- [Selected extract]
━━━━━━

# Sony Vaio Webcam Trouble



## asphyxiette

Hello, everyone. I'm Ari, and I'm new, but now is not the time for introductions because I'm going _out of my mind._

My Vaio is running on Vista (I don't know if that's relevant), and it has a web cam and mic built in to it, but I can't get the cam or mic to work on messengers. I can use the Camera Capture Utility thing, but I can't have a video chat with my friends.

Help? Please?


----------



## Snoopdogie187

Hello, I woul check with messangers settings to make sure they are set to use that webcam and mic.


----------



## tofumobile

I'm having the exact same problem with my Vaio built in webcam&mic

before, messengers would have a hard time connecting with the camera, and now, the system itself can't seem to find it's own built in hardware! 

When i open the camera software to test it, the laptop itself tells me that there's no camera connected. I have no idea how to fix this.


----------



## Jodylanish

Hello everyone, 
I am also new in here, comming from Germany, bought the Sony Vaio NS too and have absolutely no idea how to use the webcam.

━━━━━━

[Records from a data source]
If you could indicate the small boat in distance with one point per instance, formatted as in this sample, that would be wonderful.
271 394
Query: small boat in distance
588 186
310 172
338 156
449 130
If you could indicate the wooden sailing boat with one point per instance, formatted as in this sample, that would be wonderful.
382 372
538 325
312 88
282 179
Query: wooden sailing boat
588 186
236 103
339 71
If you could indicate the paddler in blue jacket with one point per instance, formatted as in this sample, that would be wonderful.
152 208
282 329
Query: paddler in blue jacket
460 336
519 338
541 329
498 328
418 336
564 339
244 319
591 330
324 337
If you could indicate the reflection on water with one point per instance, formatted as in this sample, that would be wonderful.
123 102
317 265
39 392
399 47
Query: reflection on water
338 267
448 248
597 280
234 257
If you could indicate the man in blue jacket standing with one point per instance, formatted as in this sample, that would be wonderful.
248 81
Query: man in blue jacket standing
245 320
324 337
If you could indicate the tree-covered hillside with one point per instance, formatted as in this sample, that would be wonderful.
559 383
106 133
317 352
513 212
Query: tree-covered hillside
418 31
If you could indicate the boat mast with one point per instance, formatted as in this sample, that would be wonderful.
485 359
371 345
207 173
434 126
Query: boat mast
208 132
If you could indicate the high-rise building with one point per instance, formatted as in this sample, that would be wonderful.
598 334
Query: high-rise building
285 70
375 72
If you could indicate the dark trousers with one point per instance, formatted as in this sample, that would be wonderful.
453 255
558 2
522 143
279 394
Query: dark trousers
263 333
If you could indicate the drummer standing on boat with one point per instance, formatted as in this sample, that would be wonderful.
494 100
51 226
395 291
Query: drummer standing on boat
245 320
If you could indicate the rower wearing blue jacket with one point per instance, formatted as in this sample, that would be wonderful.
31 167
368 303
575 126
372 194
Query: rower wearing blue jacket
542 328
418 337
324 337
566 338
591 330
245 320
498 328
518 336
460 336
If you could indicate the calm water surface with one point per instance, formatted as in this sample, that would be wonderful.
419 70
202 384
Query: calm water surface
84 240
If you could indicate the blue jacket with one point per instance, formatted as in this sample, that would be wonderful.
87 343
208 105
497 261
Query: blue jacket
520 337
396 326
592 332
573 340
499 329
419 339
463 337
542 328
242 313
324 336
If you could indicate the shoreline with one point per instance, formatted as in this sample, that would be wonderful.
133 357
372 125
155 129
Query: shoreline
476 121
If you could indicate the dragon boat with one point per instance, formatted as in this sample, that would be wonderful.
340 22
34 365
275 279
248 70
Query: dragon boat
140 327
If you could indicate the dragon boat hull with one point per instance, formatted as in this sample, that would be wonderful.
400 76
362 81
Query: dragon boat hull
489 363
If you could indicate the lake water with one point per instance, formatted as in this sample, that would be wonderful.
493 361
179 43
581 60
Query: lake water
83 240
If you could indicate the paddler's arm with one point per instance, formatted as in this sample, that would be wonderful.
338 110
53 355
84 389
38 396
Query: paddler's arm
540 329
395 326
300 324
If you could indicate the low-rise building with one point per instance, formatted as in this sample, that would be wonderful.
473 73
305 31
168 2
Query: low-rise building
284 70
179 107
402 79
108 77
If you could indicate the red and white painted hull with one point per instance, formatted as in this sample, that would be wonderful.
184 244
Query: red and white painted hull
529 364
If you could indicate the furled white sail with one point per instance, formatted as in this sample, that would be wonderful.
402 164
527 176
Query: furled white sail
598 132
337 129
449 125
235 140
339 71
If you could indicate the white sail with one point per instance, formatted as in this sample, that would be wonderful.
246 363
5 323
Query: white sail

━━━━━━

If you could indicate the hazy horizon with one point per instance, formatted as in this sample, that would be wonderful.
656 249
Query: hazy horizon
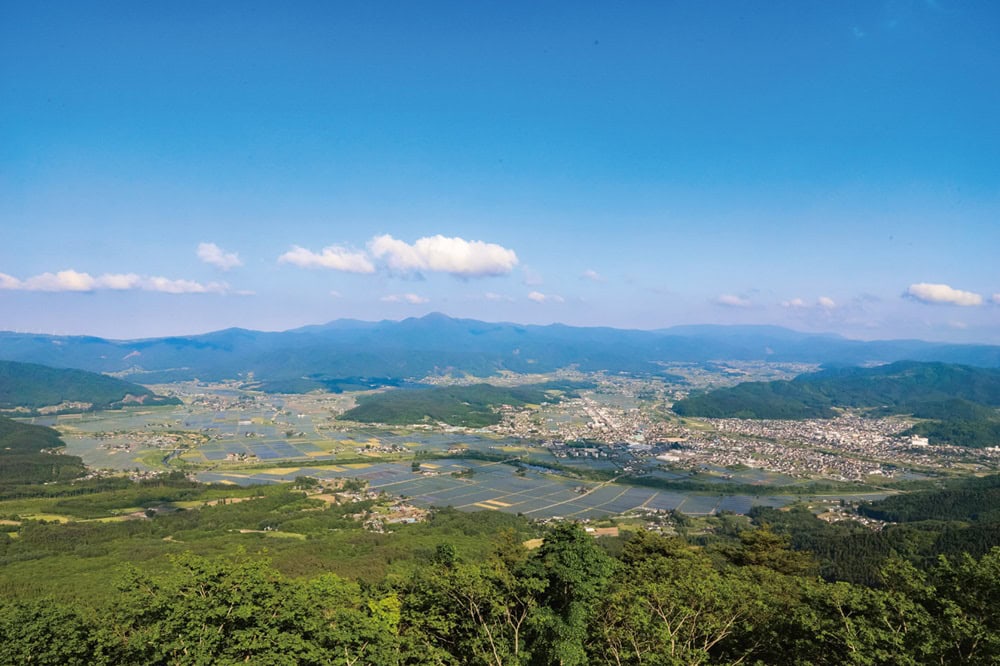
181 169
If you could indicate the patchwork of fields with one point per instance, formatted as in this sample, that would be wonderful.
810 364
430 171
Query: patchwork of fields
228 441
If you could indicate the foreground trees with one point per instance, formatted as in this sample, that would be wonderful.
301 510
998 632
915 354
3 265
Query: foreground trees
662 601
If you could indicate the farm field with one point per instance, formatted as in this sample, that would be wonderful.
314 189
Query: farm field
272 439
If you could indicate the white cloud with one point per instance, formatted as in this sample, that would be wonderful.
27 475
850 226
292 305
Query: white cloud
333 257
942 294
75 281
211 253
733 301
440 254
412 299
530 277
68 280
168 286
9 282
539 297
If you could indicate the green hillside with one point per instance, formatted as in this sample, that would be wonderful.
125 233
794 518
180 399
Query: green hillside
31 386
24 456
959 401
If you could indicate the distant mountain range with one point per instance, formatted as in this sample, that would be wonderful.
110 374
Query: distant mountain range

━━━━━━

- [Work to be completed] In the Vaio webcam thread above, rewrite everything from "## Jodylanish" down to "use the webcam.", changing "Germany" to "Austria".

- [Written response]
## Jodylanish

Hello everyone, 
I am also new in here, comming from Austria, bought the Sony Vaio NS too and have absolutely no idea how to use the webcam.